Written task
Please reproduce every item below verbatim, leaving the pictures out of your answer.

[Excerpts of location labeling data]
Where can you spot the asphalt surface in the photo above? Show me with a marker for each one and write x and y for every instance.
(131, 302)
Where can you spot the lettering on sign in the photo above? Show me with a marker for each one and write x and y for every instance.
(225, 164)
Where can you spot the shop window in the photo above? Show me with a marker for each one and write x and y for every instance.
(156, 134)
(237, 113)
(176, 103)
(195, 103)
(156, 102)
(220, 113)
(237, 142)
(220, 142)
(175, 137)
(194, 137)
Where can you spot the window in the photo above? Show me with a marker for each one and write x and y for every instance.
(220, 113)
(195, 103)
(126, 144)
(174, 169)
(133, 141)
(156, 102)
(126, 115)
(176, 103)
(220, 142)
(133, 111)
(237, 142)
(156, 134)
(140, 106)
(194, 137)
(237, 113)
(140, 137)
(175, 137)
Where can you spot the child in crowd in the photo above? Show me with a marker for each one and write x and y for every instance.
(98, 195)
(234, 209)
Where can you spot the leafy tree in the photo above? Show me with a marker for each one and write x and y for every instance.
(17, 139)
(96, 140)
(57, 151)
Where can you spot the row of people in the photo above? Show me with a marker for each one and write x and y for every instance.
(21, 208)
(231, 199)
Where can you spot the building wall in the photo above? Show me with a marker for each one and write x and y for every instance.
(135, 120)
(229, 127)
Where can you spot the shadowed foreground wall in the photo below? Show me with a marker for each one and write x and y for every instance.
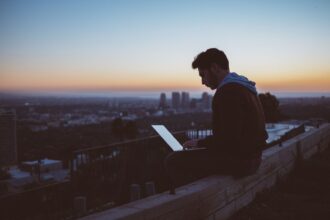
(218, 197)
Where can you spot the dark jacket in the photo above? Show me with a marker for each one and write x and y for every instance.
(238, 123)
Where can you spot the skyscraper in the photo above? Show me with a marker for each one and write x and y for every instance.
(8, 148)
(206, 100)
(185, 100)
(162, 101)
(176, 101)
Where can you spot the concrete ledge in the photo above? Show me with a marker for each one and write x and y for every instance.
(218, 197)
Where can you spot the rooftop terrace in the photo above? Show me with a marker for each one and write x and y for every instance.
(219, 197)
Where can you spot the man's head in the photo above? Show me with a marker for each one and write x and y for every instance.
(212, 66)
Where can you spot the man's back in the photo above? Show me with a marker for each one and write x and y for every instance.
(238, 123)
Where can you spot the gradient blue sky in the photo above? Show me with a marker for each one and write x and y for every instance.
(149, 45)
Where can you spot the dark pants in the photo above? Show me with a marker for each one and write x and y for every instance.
(189, 165)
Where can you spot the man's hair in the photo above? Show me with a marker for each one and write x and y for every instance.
(205, 59)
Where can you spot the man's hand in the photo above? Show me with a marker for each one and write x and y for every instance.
(191, 144)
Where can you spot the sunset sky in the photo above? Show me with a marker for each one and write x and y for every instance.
(121, 45)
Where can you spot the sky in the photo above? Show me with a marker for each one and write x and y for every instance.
(141, 46)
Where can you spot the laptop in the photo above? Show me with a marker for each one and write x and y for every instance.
(168, 137)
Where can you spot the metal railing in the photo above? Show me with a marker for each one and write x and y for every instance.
(104, 174)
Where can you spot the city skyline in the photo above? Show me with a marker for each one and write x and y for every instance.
(140, 47)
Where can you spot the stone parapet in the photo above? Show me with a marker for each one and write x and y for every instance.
(218, 197)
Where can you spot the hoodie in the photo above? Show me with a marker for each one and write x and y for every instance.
(239, 79)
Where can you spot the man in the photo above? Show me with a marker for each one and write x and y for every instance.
(238, 125)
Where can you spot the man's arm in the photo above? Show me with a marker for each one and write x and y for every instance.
(228, 115)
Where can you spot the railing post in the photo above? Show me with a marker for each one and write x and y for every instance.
(135, 192)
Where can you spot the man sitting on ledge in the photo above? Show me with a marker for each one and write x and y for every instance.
(238, 125)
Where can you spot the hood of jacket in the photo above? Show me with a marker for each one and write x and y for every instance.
(239, 79)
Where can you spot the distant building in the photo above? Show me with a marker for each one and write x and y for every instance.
(185, 101)
(8, 148)
(162, 101)
(176, 100)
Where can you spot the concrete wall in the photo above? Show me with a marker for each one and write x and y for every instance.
(218, 197)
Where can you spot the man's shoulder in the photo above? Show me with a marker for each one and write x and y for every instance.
(232, 89)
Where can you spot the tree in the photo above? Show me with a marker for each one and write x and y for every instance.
(130, 129)
(270, 105)
(117, 128)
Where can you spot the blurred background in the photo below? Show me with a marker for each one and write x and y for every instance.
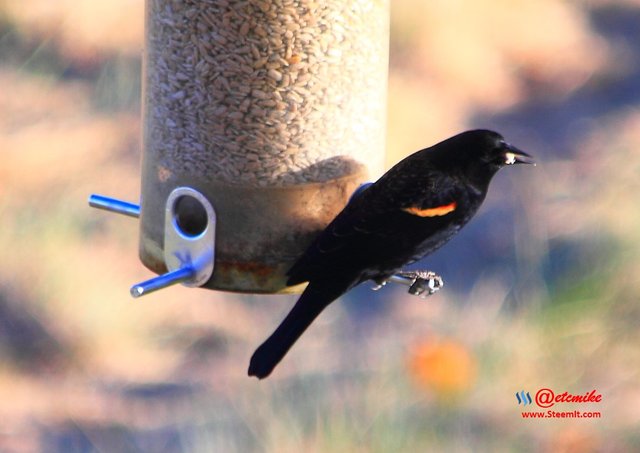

Solved problem
Where can you spot the asphalt surface in the photo above? Show me with a marker for each one and write x and y for every instance.
(131, 302)
Where can you spot the lettering on sign in the photo above? Show me with a marker for each one and write x and y for every instance.
(225, 164)
Where can you spot the shop window in the photo above? Show me with a marker for each one and write x and y for every instance.
(156, 134)
(237, 113)
(176, 103)
(195, 103)
(156, 102)
(220, 113)
(237, 142)
(220, 142)
(175, 137)
(194, 137)
Where can you spot the window in the photo above? Show me with a marker for each one and write x and y for every instance.
(220, 113)
(195, 103)
(126, 144)
(174, 169)
(133, 141)
(156, 102)
(126, 115)
(176, 103)
(220, 142)
(133, 111)
(237, 142)
(156, 134)
(140, 106)
(194, 137)
(237, 113)
(140, 137)
(175, 137)
Where can you spot the child in crowd in the photo above? Show me with a marker for each one and write x and y for every instance.
(98, 195)
(234, 209)
Where can you spot the leafy tree in the photo above? Show me with a marker for each one and write x and y for every instance.
(17, 139)
(96, 140)
(57, 151)
Where can you spot the row of people in the photo above? Show me with a marker for each one and write x and y for every instance.
(21, 208)
(231, 199)
Where can you spot the building wall in the photo above? Show me with a marker for each one and write x and y for every instance.
(135, 120)
(229, 127)
Where can you spot the shadowed foreground wall in the photo below? Show me with a marker for each one and write x and y for every instance.
(218, 197)
Where can you spot the dark jacket in the photo above? Show me with a marker for each one and write x and y for every instance.
(238, 123)
Where can you spot the skyscraper in the photo above? Show me with a marker for each one and write x and y for every instance.
(8, 148)
(206, 100)
(185, 100)
(162, 101)
(176, 101)
Where can you spot the concrete ledge in the photo above? Show me with a marker for each one and write x and y for every instance.
(218, 197)
Where can you spot the rooftop terrace in the photo above? Show me with a marker for each one and write x and y for every instance.
(219, 197)
Where can you spot the man's head in the photo above? Show me with a marker for each one and write x and y for every instance.
(212, 66)
Where can you spot the man's back in the photo above? Show me with a marker for each one and write x and y for every instance.
(238, 123)
Where can you spot the gradient blue sky in the photo above? Show me with a marker for each one and write x and y for every instance.
(149, 45)
Where can you spot the dark pants in the photo above? Show me with a marker for each one and write x and y for every instance.
(189, 165)
Where can you spot the man's hair in the photo above? Show me with a marker for each one and write x and y for every instance.
(205, 59)
Where can you spot the man's hand in the photo above? Show me with a marker for each one and write x and y for every instance.
(191, 144)
Where can you spot the sunset sky in the photo above? Show me with a marker for each one and write x and y for every instance.
(121, 45)
Where can you spot the sky in the photo above? Show me with a marker for each one and write x and y for every instance.
(141, 46)
Where can you spot the laptop in the photo above? Show me with a marker for each one and write x and y for every instance.
(168, 137)
Where can you spot the metal railing in the photo above? Show me with a marker for each one and write x and y for every instance.
(104, 174)
Where can you spot the city skyline in the photo above? Show me with a marker for each one and write x and y for every instance.
(140, 47)
Where can you spot the stone parapet in the photo above? Show me with a marker for each one and write x and y for every instance.
(218, 197)
Where can you spot the hoodie in the photo above? Show me with a marker for each one and write x and y for every instance.
(239, 79)
Where can you spot the man in the photo above? Show me with a marker for each one and write x and y for every instance.
(238, 125)
Where can you spot the man's arm in the photo above? Show me with a marker for each one and write x and y for every instance.
(228, 115)
Where can you spot the railing post in the photo above? Show me with a marker for each one and write x and y for every instance.
(135, 192)
Where can you spot the man sitting on ledge in the photo above? Show me with a marker for each one and write x and y for every instance.
(238, 125)
Where can you spot the hood of jacket in the photo above? Show me with a marker for each one and write x and y for every instance.
(239, 79)
Where can you spot the distant building in the photo above? Show me with a marker for each one and write x and y for every instance.
(185, 101)
(8, 148)
(162, 101)
(176, 100)
Where can you spot the concrete wall in the photo above? Show me with a marker for each one and write x and y for every instance.
(218, 197)
Where can you spot the man's shoulder in the photo above? Show me with a marker for each one and write x and y for every instance.
(232, 89)
Where can you spot the tree in the photo above? Show me with a marker for each one and write x and y for every instance.
(130, 129)
(270, 105)
(117, 128)
Where can you spot the blurred background in the photo below? Show me with a marker for each one and write x and y for every instance.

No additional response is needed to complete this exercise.